_Exercise_. Nothing in the records that follow should differ once you have copied them out.

─── Given records

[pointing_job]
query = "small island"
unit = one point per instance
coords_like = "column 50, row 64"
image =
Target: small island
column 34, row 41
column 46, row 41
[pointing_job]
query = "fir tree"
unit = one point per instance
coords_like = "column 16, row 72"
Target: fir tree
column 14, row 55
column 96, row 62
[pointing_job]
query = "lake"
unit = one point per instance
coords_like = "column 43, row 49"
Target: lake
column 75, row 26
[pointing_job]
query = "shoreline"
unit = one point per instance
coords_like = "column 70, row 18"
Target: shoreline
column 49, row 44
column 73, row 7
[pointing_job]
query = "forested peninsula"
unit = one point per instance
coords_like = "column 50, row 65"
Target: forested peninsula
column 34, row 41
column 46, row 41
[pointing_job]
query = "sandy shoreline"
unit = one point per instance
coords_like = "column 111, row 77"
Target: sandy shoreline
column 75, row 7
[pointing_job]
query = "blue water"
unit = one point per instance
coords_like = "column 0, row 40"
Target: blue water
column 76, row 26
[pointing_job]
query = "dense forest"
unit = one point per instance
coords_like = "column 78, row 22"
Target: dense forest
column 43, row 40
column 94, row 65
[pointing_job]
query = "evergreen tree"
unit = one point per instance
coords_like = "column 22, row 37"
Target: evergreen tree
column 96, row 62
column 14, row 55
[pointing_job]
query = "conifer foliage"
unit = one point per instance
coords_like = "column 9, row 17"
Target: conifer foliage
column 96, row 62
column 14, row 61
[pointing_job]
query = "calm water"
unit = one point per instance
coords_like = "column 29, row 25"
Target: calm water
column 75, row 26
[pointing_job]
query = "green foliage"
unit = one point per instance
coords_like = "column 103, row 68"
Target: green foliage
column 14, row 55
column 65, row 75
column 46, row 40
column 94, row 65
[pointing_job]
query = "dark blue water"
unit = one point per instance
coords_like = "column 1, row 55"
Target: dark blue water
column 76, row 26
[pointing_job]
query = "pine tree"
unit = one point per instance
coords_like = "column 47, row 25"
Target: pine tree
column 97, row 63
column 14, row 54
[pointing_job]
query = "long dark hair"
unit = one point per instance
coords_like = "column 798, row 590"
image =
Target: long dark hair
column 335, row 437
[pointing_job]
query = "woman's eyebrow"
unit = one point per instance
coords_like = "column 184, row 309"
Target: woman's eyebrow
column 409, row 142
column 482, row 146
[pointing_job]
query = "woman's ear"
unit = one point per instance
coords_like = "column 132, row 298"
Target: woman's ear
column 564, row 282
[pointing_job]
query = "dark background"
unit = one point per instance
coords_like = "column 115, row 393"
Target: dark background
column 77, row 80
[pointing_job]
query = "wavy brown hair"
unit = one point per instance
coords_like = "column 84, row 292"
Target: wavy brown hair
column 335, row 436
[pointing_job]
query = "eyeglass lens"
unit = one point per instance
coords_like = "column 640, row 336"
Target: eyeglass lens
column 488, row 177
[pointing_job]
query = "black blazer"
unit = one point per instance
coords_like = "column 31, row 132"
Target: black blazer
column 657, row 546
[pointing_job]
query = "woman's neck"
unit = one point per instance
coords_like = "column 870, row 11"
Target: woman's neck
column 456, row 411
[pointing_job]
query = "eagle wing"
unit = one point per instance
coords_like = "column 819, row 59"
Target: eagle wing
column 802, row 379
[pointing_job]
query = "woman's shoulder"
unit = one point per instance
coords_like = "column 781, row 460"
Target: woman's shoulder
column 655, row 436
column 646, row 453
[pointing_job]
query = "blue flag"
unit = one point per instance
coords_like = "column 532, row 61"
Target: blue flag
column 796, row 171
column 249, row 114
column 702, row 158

──────

_Completed task_.
[pointing_job]
query = "small island"
unit = one point per instance
coords_like = "column 50, row 64"
image =
Target: small island
column 34, row 41
column 46, row 41
[pointing_job]
query = "fir tree"
unit = one point per instance
coords_like = "column 16, row 72"
Target: fir tree
column 14, row 55
column 96, row 62
[pointing_job]
query = "lake"
unit = one point per instance
coords_like = "column 43, row 49"
Target: lake
column 75, row 26
[pointing_job]
query = "shoreline"
unit = one point per instance
coords_like = "column 70, row 18"
Target: shoreline
column 49, row 44
column 73, row 7
[pointing_job]
query = "forested peninsula"
unit = one point per instance
coords_like = "column 50, row 65"
Target: forested peninsula
column 34, row 41
column 46, row 41
[pointing_job]
query = "sandy shoreline"
unit = one point per instance
coords_like = "column 111, row 77"
Target: sandy shoreline
column 75, row 7
[pointing_job]
query = "blue water"
unit = one point per instance
coords_like = "column 0, row 40"
Target: blue water
column 76, row 26
[pointing_job]
query = "dense forest"
unit = one point per instance
coords_like = "column 78, row 22"
Target: dense forest
column 43, row 40
column 94, row 65
[pointing_job]
query = "evergreen tree"
unit = one point per instance
coords_like = "column 22, row 37"
Target: evergreen tree
column 96, row 62
column 14, row 55
[pointing_job]
query = "conifer foliage"
unit = one point per instance
coords_like = "column 9, row 17"
Target: conifer foliage
column 96, row 62
column 14, row 61
[pointing_job]
query = "calm water"
unit = one point per instance
coords_like = "column 29, row 25"
Target: calm water
column 75, row 26
[pointing_job]
query = "green foliage"
unit = one point per instance
coords_like = "column 103, row 68"
Target: green foliage
column 14, row 55
column 65, row 75
column 46, row 40
column 94, row 65
[pointing_job]
query = "dark blue water"
unit = one point per instance
coords_like = "column 1, row 55"
Target: dark blue water
column 76, row 26
[pointing_job]
query = "pine tree"
unit = one point per instance
coords_like = "column 47, row 25"
Target: pine tree
column 97, row 63
column 14, row 54
[pointing_job]
query = "long dark hair"
unit = one point per instance
coords_like = "column 798, row 590"
image =
Target: long dark hair
column 335, row 437
[pointing_job]
query = "woman's eyebrow"
unit = one point per instance
coords_like = "column 184, row 309"
Target: woman's eyebrow
column 409, row 142
column 482, row 146
[pointing_job]
query = "woman's ear"
unit = one point per instance
coords_like = "column 132, row 298"
Target: woman's ear
column 564, row 282
[pointing_job]
query = "dark background"
unit = one point per instance
coords_like = "column 115, row 393"
Target: dark background
column 77, row 80
[pointing_job]
query = "wavy brown hair"
unit = one point per instance
coords_like = "column 84, row 292"
Target: wavy brown hair
column 335, row 436
[pointing_job]
query = "eyeglass lens"
unit = one point per instance
coords_like = "column 640, row 336"
Target: eyeglass lens
column 488, row 177
[pointing_job]
query = "black blazer"
unit = one point per instance
coords_like = "column 31, row 132"
Target: black blazer
column 657, row 546
[pointing_job]
query = "woman's neck"
unit = one point per instance
coords_like = "column 870, row 11"
Target: woman's neck
column 456, row 411
[pointing_job]
query = "eagle wing"
unit = one point per instance
coords_like = "column 819, row 59"
Target: eagle wing
column 802, row 379
[pointing_job]
query = "woman's shoulder"
unit = one point per instance
coords_like = "column 781, row 460"
Target: woman's shoulder
column 655, row 436
column 646, row 453
[pointing_job]
query = "blue flag"
unit = one point per instance
coords_like = "column 532, row 61"
Target: blue flag
column 796, row 171
column 249, row 114
column 702, row 158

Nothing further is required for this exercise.